CONSIGNES:
A) Dans le portrait de Chrystelle Spencer, pourquoi décide-t-elle d'enseigner le français après son installation aux États-Unis ? Répondez en une à trois phrases.
B) Selon le portrait de Chrystelle Spencer, à quelle date et à quel endroit a-t-elle épousé Jeff ?
C) Prolongez le portrait de Chrystelle Spencer après sa dernière réponse, dans le même style d'entretien.

TEXTE SOURCE:
--*--

Publicité

Chrystelle Spencer, professeur de français à New York

Publié le 20 janvier 2009

L’histoire de Chrystelle ressemble à un conte de fées. Alors qu’elle étudie en Angleterre dans le cadre d’un échange Erasmus, elle rencontre Jeff sur Internet, un Américain qui deviendra très vite son mari. Installée aux Etats-Unis depuis 2002, Chrystelle a changé d’orientation professionnelle et passé tous les diplômes pour devenir professeur de français dans les écoles publiques américaines. Mère de deux enfants, elle enseigne au collège Broadway Middle School, école en milieu défavorisé. C’est une fervente ambassadrice de la Réunion à New York.

Chrystelle Spencer
"Quand le temps est un peu maussade et froid, je change le programme de mes cours pour parler de la Réunion".

Racontez-nous votre parcours.
"Je viens de la Montagne. Mon nom de jeune fille est Verdun. Avec mes parents et mes deux petits frères, nous avons fait pas mal d’aller retour Réunion - métropole. A la Réunion, on a vécu principalement à la Montagne mais aussi à la Bretagne. Donc, je suis allée à l’école du Ruisseau Blanc, au collège de la Montagne, au collège Domenjod, au lycée de Bellepierre et à l’Université de La Réunion".

Dans quelles conditions avez-vous été amené à quitter l’île ?
"Tout s’est joué pendant un programme d’échange ERASMUS entre la fac des sciences de La Réunion et l’Université de Sussex (oui je sais c’est marrant comme nom...) à Brighton en Angleterre. C’était en octobre 2000. J’étais alors inscrite en maîtrise de Biologie des populations et écosystèmes à l’UR. Un soir que j’essayais d’améliorer mon anglais en chattant sur le net, j’ai rencontre Jeff. On s’est fiancés en juin 2001 et mariés le 3 août 2002 sur le lac Seneca dans l’état de New York. Et je suis venue vivre ici avec Jeff, à Elmira, NY".

Racontez-nous vos débuts.
"Quand je suis arrivée ici, je me suis demandé ce que je pouvais bien faire car il n’y avait pas beaucoup d’opportunités au niveau scientifique. J’étais bien loin de la mer pour devenir biologiste marin, comme me prédestinaient mes études. Alors je me suis dis : Qu’ai-je donc de spécial ici ? Réponse : je suis une Française venue d’une île qui n’est pas toujours représentée sur les cartes géographiques. J’aime partager et surtout j’aime aider les jeunes (je faisais de l’aide scolaire à La Réunion.). C’est ainsi que j’ai décidé d’enseigner le français..."

Qu’avez-vous fait ?
"J’ai commencé à prendre des cours du soir. La journée, je travaillais en tant que vendeuse dans un magasin d’un centre commercial. Puis j’ai fait la connaissance du professeur Lynn Diamond-Nigh à l’Université Elmira. Elle m’a proposé de travailler avec elle. Pendant un an et demi, j’ai enseigné le français dans cette université. J’ai aussi donné des cours du soir de français à des adultes qui partaient en vacances en France. Finalement j’ai obtenu le "Public School Teacher Certificat" de l’état de New York. Je peux donc enseigner la biologie et le français aux niveaux collège et lycée".

--*--

EXTRAITS DE DONNÉES:

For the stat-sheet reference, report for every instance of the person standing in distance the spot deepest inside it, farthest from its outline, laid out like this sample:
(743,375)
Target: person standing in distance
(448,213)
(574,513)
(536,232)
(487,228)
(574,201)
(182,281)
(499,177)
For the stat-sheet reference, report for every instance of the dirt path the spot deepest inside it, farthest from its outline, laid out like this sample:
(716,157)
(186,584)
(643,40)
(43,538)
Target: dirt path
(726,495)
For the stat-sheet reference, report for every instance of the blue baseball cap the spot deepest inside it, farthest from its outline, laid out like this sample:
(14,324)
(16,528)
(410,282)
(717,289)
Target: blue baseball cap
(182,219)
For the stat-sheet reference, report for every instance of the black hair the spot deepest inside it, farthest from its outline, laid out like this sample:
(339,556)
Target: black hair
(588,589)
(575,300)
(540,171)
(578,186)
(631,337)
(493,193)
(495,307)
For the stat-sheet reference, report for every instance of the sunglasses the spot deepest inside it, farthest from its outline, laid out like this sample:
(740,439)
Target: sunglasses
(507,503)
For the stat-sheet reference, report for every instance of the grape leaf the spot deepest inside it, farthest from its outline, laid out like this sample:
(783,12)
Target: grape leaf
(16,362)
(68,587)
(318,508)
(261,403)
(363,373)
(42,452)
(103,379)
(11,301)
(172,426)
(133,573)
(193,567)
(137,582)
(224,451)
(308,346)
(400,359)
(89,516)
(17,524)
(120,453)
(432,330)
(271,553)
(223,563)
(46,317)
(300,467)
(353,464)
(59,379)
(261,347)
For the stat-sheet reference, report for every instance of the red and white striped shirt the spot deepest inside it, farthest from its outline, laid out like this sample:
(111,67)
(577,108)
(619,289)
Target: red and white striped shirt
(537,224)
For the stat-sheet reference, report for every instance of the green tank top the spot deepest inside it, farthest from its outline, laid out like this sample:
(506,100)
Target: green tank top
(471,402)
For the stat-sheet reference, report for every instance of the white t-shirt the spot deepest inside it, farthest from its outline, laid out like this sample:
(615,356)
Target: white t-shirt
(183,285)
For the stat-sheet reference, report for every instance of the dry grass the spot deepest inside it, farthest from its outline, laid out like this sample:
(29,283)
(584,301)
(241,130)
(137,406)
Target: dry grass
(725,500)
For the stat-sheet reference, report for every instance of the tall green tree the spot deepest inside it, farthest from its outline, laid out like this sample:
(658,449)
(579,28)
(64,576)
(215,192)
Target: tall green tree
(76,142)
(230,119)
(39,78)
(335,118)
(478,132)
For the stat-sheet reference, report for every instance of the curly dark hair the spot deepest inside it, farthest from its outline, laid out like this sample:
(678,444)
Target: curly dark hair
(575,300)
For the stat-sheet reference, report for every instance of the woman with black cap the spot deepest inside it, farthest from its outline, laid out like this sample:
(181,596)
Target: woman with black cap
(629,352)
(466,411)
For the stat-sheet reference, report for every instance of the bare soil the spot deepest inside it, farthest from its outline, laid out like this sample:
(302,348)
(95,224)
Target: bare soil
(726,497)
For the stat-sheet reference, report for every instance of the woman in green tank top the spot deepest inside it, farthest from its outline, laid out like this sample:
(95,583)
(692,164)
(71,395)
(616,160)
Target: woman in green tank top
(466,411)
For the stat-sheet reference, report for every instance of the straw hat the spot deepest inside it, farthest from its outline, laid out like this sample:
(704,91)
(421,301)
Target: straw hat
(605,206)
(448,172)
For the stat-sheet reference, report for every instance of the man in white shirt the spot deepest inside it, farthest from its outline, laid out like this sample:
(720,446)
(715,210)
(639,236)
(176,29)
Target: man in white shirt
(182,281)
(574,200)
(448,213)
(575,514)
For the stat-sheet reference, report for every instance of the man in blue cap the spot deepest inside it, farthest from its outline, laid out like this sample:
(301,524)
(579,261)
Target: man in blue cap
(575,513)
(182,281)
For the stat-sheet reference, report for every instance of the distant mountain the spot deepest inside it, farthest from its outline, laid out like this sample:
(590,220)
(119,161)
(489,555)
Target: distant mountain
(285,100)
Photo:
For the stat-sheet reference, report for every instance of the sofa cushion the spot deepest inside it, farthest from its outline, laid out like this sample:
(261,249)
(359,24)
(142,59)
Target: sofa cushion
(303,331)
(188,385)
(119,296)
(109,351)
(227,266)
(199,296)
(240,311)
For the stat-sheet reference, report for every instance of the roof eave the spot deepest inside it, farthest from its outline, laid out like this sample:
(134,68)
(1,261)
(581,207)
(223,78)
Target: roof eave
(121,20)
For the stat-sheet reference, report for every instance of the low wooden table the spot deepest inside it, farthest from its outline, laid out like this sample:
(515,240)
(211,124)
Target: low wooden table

--*--

CORRIGÉ:
A) À son arrivée, elle trouvait peu d'opportunités scientifiques et vivait trop loin de la mer pour devenir biologiste marin, comme ses études l'y destinaient. Elle s'est alors dit que sa particularité était d'être une Française venue d'une île pas toujours représentée sur les cartes. Comme elle aime partager et surtout aider les jeunes, elle a choisi d'enseigner le français.

B) Le 3 août 2002, sur le lac Seneca, dans l'État de New York.

C)
Et ensuite ?
"J’ai fait mon stage d’enseignante pour le système public au lycée Southside High School. C’est là que j’ai appris tout ce que je devais savoir pour faire face aux collégiens et lycéens ! Petit à petit j’ai fait mon nid et je me suis fait tout plein de connaissances. Un jour, Mme Winston et une autre amie Sue Rogers, qui est a la tête du département des langues dans notre district, sont venues me chercher pour me proposer un boulot dans un collège proche de chez moi. Le principal venait de renvoyer le professeur de français en exercice et il n’avait aucune intention d’en employer un autre. Mais je crois que le charme réunionnais a fait son effet, car après un entretien, il m’a proposé un contrat en or !"

Aujourd’hui, où en êtes-vous ?
"Depuis septembre 2007, je fais partie de la famille Broadway ! Avec mes élèves, on a créé la B.F.F. : Broadway French Family (au lieu de Best Friends Forever). L’année dernière, un de mes élèves a fini parmi les gagnants du cours "In " Lafayette Footsteps" organisé par le consulat français de New York. J’ai aussi débuté une correspondance avec le collège Bernard à Salon de Provence. Mes élèves sont tous fous dès qu’ils reçoivent une lettre de leurs correspondants. J’aimerais bien faire une correspondance avec un collège réunionnais, mais je me dis car ça serait trop cher d’y emmener mes élèves…"

Quels sont vos projets ?
"Je vais bientôt commencer un programme après l’école : Broadway French Friends. Ce programme me permettrait de sensibiliser plus d’étudiants à la culture française. Je compte aussi devenir le meilleur prof des USA un jour. Non, ce n’est pas impossible ! Une prof d’espagnol de ma région vient d’être élue meilleur prof de l’état de New York. Elle va donc représenter New York a niveau national. Un jour, ce sera moi et je ferai connaître la Réunion ! Je compte aussi être à la tête du département des langues de mon district. Et j’espère créer un programme d’échange entre Elmira et la France, surtout avec la Réunion !"

Que vous apporte cette expérience de mobilité ?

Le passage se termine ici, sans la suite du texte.